## Work request
The data must be given again in full, with no line altered.

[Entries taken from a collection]
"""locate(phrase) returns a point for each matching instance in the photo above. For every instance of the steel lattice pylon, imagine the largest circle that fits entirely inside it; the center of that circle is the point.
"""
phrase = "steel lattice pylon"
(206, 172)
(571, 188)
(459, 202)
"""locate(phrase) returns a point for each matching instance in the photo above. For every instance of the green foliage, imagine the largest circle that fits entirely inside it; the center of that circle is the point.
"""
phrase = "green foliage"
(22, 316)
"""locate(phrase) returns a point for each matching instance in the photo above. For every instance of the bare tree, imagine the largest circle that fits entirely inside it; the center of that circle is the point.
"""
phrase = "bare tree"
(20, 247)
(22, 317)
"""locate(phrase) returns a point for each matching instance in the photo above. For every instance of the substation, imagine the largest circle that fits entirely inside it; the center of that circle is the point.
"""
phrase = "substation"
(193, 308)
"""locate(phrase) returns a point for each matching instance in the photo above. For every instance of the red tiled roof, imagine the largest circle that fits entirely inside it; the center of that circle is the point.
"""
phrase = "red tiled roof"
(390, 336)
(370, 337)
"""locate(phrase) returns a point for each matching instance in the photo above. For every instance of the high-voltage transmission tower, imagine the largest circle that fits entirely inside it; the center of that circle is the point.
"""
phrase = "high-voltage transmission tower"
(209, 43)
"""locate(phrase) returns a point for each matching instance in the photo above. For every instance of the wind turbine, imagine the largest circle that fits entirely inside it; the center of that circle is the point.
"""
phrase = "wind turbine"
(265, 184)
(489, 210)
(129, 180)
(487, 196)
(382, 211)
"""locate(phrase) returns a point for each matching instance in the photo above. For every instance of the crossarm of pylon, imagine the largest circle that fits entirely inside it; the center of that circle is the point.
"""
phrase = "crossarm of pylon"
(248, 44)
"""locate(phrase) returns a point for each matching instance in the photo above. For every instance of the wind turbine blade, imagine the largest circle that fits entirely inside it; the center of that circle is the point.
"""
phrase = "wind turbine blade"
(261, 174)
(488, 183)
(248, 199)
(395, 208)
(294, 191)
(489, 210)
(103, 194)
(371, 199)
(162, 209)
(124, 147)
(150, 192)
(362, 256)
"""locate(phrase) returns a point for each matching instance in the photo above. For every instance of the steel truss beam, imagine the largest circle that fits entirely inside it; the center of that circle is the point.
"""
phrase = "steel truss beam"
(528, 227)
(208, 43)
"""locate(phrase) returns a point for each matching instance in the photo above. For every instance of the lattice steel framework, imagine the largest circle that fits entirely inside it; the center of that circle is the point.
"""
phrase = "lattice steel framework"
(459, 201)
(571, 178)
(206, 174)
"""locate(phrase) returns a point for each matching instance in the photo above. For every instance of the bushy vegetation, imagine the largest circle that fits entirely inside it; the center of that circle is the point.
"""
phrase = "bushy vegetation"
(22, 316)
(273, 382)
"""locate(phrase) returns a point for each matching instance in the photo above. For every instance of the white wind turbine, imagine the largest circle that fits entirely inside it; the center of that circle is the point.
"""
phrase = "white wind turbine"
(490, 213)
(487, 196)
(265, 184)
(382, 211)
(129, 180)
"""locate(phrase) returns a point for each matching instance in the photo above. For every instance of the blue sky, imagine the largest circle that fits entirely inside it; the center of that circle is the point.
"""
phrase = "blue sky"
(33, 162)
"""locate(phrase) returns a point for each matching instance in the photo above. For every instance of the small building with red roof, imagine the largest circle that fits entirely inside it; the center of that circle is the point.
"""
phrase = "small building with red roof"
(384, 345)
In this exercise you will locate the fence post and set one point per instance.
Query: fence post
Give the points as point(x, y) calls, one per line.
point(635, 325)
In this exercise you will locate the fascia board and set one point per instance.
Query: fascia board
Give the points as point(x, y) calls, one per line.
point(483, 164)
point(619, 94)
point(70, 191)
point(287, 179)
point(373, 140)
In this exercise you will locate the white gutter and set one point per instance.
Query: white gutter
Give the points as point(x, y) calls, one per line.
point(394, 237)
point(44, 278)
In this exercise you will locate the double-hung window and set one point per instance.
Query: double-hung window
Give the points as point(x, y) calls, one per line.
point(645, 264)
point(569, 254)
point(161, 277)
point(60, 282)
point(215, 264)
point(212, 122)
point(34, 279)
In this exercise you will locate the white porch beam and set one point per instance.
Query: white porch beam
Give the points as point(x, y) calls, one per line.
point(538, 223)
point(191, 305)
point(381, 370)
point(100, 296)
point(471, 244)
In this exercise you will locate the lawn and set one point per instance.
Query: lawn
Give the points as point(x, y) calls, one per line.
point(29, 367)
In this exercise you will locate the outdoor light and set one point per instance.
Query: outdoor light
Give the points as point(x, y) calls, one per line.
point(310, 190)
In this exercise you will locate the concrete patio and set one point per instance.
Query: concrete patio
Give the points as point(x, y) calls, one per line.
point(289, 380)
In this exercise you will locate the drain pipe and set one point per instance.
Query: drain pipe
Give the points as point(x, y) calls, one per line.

## Finished task
"""locate(phrase) returns a point for each matching instance in the photo above. For every instance of the steel lattice pylon, imagine the largest circle that fits entirely inside it; the center of that circle is the point.
"""
phrase = "steel lattice pylon"
(206, 172)
(571, 188)
(459, 202)
"""locate(phrase) returns a point for each matching instance in the photo above. For every instance of the green foliage, imagine the largest circle that fits entirely inside it; the center of that circle is the point.
"""
phrase = "green foliage"
(22, 316)
"""locate(phrase) returns a point for each matching instance in the photo above. For every instance of the bare tree, imagine the largest circle that fits entirely inside it; the center of that circle is the point.
"""
phrase = "bare tree"
(20, 247)
(22, 317)
"""locate(phrase) returns a point for each matching instance in the photo above. For every instance of the substation, imagine the largest circle that fits entirely inside it; the center of that circle is the point.
"""
phrase = "substation"
(193, 308)
"""locate(phrase) returns a point for each matching instance in the photo above. For every instance of the red tiled roof, imagine the largest circle that fits entirely inside it; the center of that circle is the point.
"""
phrase = "red tiled roof"
(390, 336)
(370, 337)
"""locate(phrase) returns a point for each matching instance in the photo above. For every instance of the high-voltage transmission tower, imagine the largest circle that fits entirely inside it; the center of that circle is the point.
"""
phrase = "high-voltage transmission tower"
(209, 43)
"""locate(phrase) returns a point for each matching instance in the photo above. For every instance of the wind turbine, imagine the largest circle that fits entirely inside it; the center of that circle is the point.
"""
phrase = "wind turbine"
(265, 184)
(489, 210)
(129, 180)
(487, 196)
(382, 211)
"""locate(phrase) returns a point for each matching instance in the photo above. For every instance of the crossarm of pylon, imagine the largest circle that fits entirely inside it; the center of that circle is the point.
"""
phrase = "crossarm of pylon"
(248, 44)
"""locate(phrase) returns a point for each matching instance in the photo above. For every instance of the wind turbine blade, imagine the largest circle that fits entirely inside it; the center of that circle is the point.
"""
phrase = "wind turbine blade"
(261, 174)
(488, 183)
(248, 199)
(395, 208)
(294, 191)
(489, 210)
(103, 194)
(371, 199)
(162, 209)
(124, 147)
(150, 192)
(362, 256)
"""locate(phrase) returns a point for each matching instance in the photo above. For every instance of the steel truss beam, imagine the largest circle that fits entirely inside it; the center of that circle is the point.
"""
phrase = "steel truss beam"
(528, 227)
(208, 43)
"""locate(phrase) returns a point for each matching instance in the photo above. For every instance of the lattice steel framework, imagine the largest circle that fits entirely inside it; the center of that circle is the point.
"""
phrase = "lattice steel framework"
(459, 201)
(571, 178)
(206, 174)
"""locate(phrase) returns a point for each matching instance in the photo above. For every instance of the bushy vegetation, imagine the largest circle that fits entirely inside it; the center of that circle is the point.
"""
phrase = "bushy vegetation"
(22, 316)
(273, 382)
"""locate(phrase) returns a point for each matching instance in the photo above. For every instance of the white wind turbine, imagine the largest circle that fits entirely inside it; the center of that circle is the point.
"""
phrase = "white wind turbine"
(490, 213)
(487, 196)
(265, 184)
(382, 211)
(129, 180)
"""locate(phrase) returns a point for each matching instance in the photo above. For every instance of the blue sky, imagine the largest circle that fits entirely inside it; the center of that circle is the point.
"""
phrase = "blue sky"
(33, 162)
"""locate(phrase) returns a point for each matching instance in the photo above. For every instance of the small building with red roof, imagine the largest circle that fits entirely inside it; the center of that circle is the point.
"""
phrase = "small building with red roof"
(384, 345)
In this exercise you will locate the fence post and set one point per instance.
Query: fence post
Give the points as point(x, y) calls, one per line.
point(635, 325)
In this exercise you will locate the fascia board and set one point per instance.
Query: fascia board
Give the points as point(x, y) calls, one per line.
point(483, 164)
point(619, 94)
point(70, 191)
point(287, 179)
point(373, 140)
In this exercise you will locate the white gutter and set one point per instance.
Query: white gutter
Give the points as point(x, y) calls, one per line.
point(394, 237)
point(44, 278)
In this exercise you will locate the double-hung window and set one point per instance.
Query: double-hung window
Give the points as point(x, y) calls, one per line.
point(645, 264)
point(569, 254)
point(161, 277)
point(60, 282)
point(215, 264)
point(212, 122)
point(34, 279)
In this exercise you will locate the white porch beam and set one point per instance.
Query: white porch beam
Give the points as point(x, y) calls, one per line.
point(538, 223)
point(191, 305)
point(381, 370)
point(100, 296)
point(471, 244)
In this exercise you will locate the lawn and set one point per instance.
Query: lawn
Give the points as point(x, y) calls, one per line.
point(29, 367)
In this exercise you will locate the outdoor light and set one point per instance.
Query: outdoor light
Give the points as point(x, y) calls, one per line.
point(310, 190)
In this exercise you will locate the concrete patio and set one point per instance.
Query: concrete patio
Give the points as point(x, y) calls, one per line.
point(289, 380)
In this exercise you will locate the drain pipe and set one point per instance.
Query: drain pipe
Give the points as point(x, y) calls, one per line.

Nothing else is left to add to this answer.